# Source text
## begin

Candidate tests are a great solution for companies looking to improve hiring outcomes, such as new hire performance, time to hire, and retention and your choice of assessment – it’s features and pricing structure – will shape your hiring process for years to come. It will ultimately influence hiring decisions and can, positively or negatively, impact recruiters’ relationships with hiring managers. As your company grows, choosing the right candidate testing provider, one that can adapt as you grow becomes hugely important.

To help you find the ideal testing tool, we’ve put together a list of 10 simple questions to ask before you buy.

  1. What are your measures of success?
  2. How are the tests priced?
  3. Who will be using the test?
  4. What are the strongest features of the test?
  5. What reporting is available?
  6. What’s the candidate experience like?
  7. How is the test validated?
  8. What are the training and set-up requirements?
  9. What are the litigation risks?
  10. What support will I get?

What is candidate testing?

A candidate test, sometimes known as a pre-employment assessment or pre-hire assessment, is a tool or method used to evaluate job candidates with consistency. Tests can range from hard skills tests such as coding, typing or cognitive ability to “softer” skills tests looking at behaviour, personality or situational judgement, or realistic tasks and scenarios.

A job interview is actually a type of candidate test, however, what most companies refer to when they talk about candidate testing is online assessments to judge candidate capability and role relevance.

1. What are your measures of success?

The most important thing to have in place before you start reviewing candidate test providers is some key goals and measures of success. These will preferably be tied to a clear business outcome and provide tangible ROI. Common examples include:

  • Improve new hire retention by X%
  • Reduce time to hire by X days
  • Improve new hire performance by X%
  • Reduce the number of phone screens conducted by X%

Each of these measures should have a financial benefit attached to them. e.g. reducing the number of phone screens saves our recruitment team X hours per week and a cost saving of £X. If your primary goal is to reduce the number of new hires who leave in the first 90 days, you can model your cost saving by using our cost of failed hires calculator.

2. How are the tests priced?

Is pricing based on a charge per candidate – or is it a subscription with unlimited use? Will you be billed monthly, yearly, or at a different frequency? It’s best to avoid tests that increase their prices based on usage as you’ll quickly hit those caps and incur unnecessary fees. Look for any add-on fees for extras, such as support, integrations, reporting, or training.

You’ll want to look for a test provider that offers:

  • Simple pricing, making it easy to understand your costs and budget appropriately.
  • Unlimited tests, so you can use it on every new vacancy without worrying about restrictions.

## end

# Material provided

## begin

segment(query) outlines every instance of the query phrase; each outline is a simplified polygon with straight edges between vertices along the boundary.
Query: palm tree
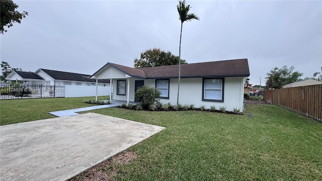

## end

# The problem
Please state what the candidate testing article calls the most important thing to have in place before you start reviewing candidate test providers.

# Written reply
Some key goals and measures of success.